# What this task involves
The full set of entries, reproduced exactly, is the expected answer.
-- Input for this task follows --
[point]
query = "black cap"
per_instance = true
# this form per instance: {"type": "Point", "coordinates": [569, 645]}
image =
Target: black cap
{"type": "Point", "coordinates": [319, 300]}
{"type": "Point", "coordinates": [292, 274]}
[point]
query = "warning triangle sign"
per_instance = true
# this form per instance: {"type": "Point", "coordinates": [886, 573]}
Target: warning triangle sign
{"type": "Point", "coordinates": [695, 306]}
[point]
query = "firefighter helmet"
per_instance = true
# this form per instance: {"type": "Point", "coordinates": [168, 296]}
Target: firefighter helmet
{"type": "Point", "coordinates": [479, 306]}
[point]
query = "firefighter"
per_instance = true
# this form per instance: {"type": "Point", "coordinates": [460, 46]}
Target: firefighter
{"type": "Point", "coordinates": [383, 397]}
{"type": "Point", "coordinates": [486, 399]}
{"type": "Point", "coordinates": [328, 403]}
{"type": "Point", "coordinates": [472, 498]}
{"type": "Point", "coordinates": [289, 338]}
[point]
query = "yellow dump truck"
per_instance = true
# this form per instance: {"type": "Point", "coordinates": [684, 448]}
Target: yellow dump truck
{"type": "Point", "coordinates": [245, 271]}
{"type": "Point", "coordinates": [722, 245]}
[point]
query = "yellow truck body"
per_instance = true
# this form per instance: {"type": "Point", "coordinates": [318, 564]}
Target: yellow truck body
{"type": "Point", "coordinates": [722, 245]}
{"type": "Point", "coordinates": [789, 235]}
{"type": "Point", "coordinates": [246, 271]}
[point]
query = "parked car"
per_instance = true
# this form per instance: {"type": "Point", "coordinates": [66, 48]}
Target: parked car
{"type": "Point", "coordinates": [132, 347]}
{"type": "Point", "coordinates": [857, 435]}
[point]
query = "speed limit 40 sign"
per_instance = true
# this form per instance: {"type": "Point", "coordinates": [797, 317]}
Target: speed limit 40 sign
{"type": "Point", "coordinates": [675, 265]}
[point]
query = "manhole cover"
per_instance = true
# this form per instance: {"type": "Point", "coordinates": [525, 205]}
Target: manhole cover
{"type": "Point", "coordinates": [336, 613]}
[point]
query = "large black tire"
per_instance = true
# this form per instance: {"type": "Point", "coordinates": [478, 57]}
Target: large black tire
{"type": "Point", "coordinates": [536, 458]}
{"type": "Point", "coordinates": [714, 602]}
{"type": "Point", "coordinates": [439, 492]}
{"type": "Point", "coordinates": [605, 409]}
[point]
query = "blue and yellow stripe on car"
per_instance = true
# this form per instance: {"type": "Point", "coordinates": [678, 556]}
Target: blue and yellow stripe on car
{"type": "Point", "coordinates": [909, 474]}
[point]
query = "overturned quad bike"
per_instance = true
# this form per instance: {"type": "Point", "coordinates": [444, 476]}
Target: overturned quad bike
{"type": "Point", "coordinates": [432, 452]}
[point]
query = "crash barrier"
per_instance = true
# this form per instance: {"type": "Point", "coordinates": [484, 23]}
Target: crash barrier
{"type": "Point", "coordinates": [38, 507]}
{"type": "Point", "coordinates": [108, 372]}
-- Input for this task concluded --
# Response area
[point]
query = "black cap"
per_instance = true
# this form per instance: {"type": "Point", "coordinates": [569, 645]}
image =
Target: black cap
{"type": "Point", "coordinates": [319, 300]}
{"type": "Point", "coordinates": [292, 274]}
[point]
query = "warning triangle sign"
per_instance = true
# this form per instance: {"type": "Point", "coordinates": [886, 573]}
Target: warning triangle sign
{"type": "Point", "coordinates": [695, 306]}
[point]
query = "firefighter helmet"
per_instance = true
# this form per instance: {"type": "Point", "coordinates": [168, 296]}
Target: firefighter helmet
{"type": "Point", "coordinates": [479, 306]}
[point]
query = "firefighter"
per_instance = true
# this form per instance: {"type": "Point", "coordinates": [460, 46]}
Target: firefighter
{"type": "Point", "coordinates": [383, 397]}
{"type": "Point", "coordinates": [486, 399]}
{"type": "Point", "coordinates": [328, 403]}
{"type": "Point", "coordinates": [472, 498]}
{"type": "Point", "coordinates": [289, 338]}
[point]
query = "yellow dump truck"
per_instance = true
# this form per instance: {"type": "Point", "coordinates": [684, 448]}
Target: yellow dump truck
{"type": "Point", "coordinates": [245, 271]}
{"type": "Point", "coordinates": [722, 245]}
[point]
query = "yellow truck body"
per_instance = true
# this form per instance: {"type": "Point", "coordinates": [318, 564]}
Target: yellow truck body
{"type": "Point", "coordinates": [722, 245]}
{"type": "Point", "coordinates": [789, 235]}
{"type": "Point", "coordinates": [246, 271]}
[point]
query = "parked car"
per_instance = true
# this form per instance: {"type": "Point", "coordinates": [66, 48]}
Target: parked car
{"type": "Point", "coordinates": [132, 347]}
{"type": "Point", "coordinates": [857, 435]}
[point]
query = "speed limit 40 sign"
per_instance = true
# this form per instance: {"type": "Point", "coordinates": [797, 317]}
Target: speed limit 40 sign
{"type": "Point", "coordinates": [675, 265]}
[point]
query = "manhole cover"
per_instance = true
# this form per instance: {"type": "Point", "coordinates": [525, 205]}
Target: manhole cover
{"type": "Point", "coordinates": [336, 613]}
[point]
query = "large black tire"
per_instance = true
# this form per instance: {"type": "Point", "coordinates": [478, 57]}
Target: large black tire
{"type": "Point", "coordinates": [536, 458]}
{"type": "Point", "coordinates": [714, 602]}
{"type": "Point", "coordinates": [439, 492]}
{"type": "Point", "coordinates": [605, 409]}
[point]
query = "blue and yellow stripe on car"
per_instance = true
# this form per instance: {"type": "Point", "coordinates": [678, 556]}
Target: blue and yellow stripe on car
{"type": "Point", "coordinates": [909, 474]}
[point]
query = "overturned quad bike"
per_instance = true
# this form per instance: {"type": "Point", "coordinates": [444, 476]}
Target: overturned quad bike
{"type": "Point", "coordinates": [432, 452]}
[point]
query = "crash barrier"
per_instance = true
# this form per instance: {"type": "Point", "coordinates": [484, 23]}
Target: crash barrier
{"type": "Point", "coordinates": [38, 507]}
{"type": "Point", "coordinates": [108, 372]}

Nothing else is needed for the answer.